- **Task goal**: Set down the part of the glibc and kernel version text that opens with the words containing "Example 1: Assume" and closes with "(released in 2014)?", copied word for word.

-- begin Text extract --

When building a compiler, one must specify Linux headers version and minumum supported kernel version, in addition to glibc version. And then there is actual kernel version and glibc version (with its own kernel headers version and minumum supported kernel version) on the target machine. I'm rather confused trying to understand how these versions go together.

Example 1: Assume I have system with glibc 2.13 built against kernel headers 3.14. Does that make any sense? How is it possible for glibc 2.13 (released in 2011) to use new kernel features from 3.14 (released in 2014)?

Example 2: Assume I have a compiler with glibc version newer than 2.13. Will compiled programs work on system with glibc 2.13? And if compiler's glibc version is older than 2.13?

Example 3: From https://sourceware.org/glibc/wiki/FAQ#What_version_of_the_Linux_kernel_headers_should_be_used.3F I understand that it's OK to use older kernel if it satisfies "minumum kernel version" used when compiling glibc. But I don't understand the passage The other way round (compiling the GNU C library with old kernel headers and running on a recent kernel) does not necessarily work as expected. For example you can't use new kernel features if you used old kernel headers to compile the GNU C library.. Is it the only thing that can happen to me? Won't it break something in glibc if the kernel is newer than at compile-time?

Example 4: Do more subtle differences in glibc settings (for example, linking an executable against glibc version 2.X compiled against kernel headers 3.Y with minimum supported kernel version 2.6.A and executing in on system with the same glibc 2.X, but compiled against kernel headers 3.Z with minumum supported kernel version 2.6.B) influence anything? I suspect they're not, but would like to be sure.

So many questions :) Thanks!

  1. You can not easily (for whatever definition of the word) use newer kernel features with older versions of glibc. If you really need to, you can invoke system calls directly (using the syscall() library function) and dig whatever constant values and datastructures necessary from user-space kernel headers (the stuff which in the newer kernel is held under include/uapi). On the other hand, kernel developers usually promise not to break legacy features in newer kernels, so older glibc versions keep working as expected (well, almost).

  2. Older programs still work with newer versions of glibc because glibc supports versioning of symbols (see here for some details: https://www.kernel.org/pub/software/libs/glibc/hjl/compat/). If your program is dynamically linked with newer version of glibc without special provisions (as described in the link above) you would not be able to run it with an older version of glibc libraries (dynamic linker will complain about unresolved symbols, as proper symbol versions will not be available).

-- end Text extract --
-- begin Dataset extract --

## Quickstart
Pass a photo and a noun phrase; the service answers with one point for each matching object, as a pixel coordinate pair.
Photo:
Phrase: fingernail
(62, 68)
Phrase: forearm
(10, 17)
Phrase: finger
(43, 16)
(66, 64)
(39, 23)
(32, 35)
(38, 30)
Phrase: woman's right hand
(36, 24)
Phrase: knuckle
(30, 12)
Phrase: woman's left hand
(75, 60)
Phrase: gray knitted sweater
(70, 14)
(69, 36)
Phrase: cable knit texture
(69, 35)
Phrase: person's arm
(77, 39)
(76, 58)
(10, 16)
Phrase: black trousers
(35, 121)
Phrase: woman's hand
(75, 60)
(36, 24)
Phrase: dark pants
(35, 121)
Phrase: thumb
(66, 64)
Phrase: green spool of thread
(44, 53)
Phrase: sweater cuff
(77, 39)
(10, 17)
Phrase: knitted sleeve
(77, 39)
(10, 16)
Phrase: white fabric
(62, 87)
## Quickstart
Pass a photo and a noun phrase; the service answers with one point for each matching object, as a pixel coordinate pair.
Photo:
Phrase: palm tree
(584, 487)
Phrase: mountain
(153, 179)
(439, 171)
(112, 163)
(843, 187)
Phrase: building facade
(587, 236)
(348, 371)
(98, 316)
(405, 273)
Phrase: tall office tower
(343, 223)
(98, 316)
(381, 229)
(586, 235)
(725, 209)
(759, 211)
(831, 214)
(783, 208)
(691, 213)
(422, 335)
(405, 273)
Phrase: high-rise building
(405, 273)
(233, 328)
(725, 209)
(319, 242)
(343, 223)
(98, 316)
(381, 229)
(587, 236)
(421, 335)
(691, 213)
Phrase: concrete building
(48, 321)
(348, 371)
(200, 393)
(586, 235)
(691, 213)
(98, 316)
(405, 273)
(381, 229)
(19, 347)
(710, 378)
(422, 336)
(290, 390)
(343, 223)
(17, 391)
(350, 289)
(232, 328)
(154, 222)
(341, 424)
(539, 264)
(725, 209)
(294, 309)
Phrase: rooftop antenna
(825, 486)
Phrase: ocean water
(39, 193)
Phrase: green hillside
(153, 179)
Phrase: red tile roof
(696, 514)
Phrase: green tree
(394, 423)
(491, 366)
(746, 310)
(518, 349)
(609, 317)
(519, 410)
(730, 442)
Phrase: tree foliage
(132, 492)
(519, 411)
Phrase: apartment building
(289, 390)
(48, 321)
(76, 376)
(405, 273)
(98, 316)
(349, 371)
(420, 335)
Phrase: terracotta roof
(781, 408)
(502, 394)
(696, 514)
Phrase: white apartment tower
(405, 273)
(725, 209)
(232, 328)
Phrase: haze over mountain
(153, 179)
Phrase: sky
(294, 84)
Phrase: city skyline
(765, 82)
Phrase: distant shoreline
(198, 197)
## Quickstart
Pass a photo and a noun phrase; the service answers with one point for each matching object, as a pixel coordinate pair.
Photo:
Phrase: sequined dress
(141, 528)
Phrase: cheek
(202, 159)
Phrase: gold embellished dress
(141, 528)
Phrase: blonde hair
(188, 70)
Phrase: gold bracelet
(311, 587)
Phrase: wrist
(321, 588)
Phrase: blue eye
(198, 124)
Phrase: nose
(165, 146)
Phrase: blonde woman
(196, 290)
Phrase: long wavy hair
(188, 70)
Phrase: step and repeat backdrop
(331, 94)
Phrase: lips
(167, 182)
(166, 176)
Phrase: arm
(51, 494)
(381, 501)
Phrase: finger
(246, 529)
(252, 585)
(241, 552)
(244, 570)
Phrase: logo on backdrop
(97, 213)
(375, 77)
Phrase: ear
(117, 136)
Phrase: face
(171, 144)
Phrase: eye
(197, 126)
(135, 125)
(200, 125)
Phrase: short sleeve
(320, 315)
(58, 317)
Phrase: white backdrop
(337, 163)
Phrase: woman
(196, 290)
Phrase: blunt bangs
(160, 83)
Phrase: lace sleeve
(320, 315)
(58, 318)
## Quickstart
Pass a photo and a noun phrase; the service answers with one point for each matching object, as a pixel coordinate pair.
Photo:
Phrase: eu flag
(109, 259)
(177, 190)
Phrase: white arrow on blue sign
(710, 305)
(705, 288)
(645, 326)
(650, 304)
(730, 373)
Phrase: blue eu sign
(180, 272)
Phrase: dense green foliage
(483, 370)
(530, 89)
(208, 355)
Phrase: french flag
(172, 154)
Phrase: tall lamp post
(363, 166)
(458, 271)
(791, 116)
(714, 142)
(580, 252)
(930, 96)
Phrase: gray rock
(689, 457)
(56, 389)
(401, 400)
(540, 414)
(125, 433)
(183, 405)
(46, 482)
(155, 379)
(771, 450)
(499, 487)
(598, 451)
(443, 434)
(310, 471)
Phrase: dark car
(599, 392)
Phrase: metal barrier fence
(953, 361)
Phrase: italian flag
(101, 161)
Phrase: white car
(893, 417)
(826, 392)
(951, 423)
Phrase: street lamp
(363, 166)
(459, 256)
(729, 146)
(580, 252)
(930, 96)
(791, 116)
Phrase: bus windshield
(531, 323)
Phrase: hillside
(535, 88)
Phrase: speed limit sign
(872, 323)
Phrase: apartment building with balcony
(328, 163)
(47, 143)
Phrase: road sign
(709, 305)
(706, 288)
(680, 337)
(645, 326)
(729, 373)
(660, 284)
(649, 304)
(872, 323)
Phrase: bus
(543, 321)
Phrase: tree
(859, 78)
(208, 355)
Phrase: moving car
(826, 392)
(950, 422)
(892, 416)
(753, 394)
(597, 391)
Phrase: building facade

-- end Dataset extract --

- **Finished answer**:
Example 1: Assume I have system with glibc 2.13 built against kernel headers 3.14. Does that make any sense? How is it possible for glibc 2.13 (released in 2011) to use new kernel features from 3.14 (released in 2014)?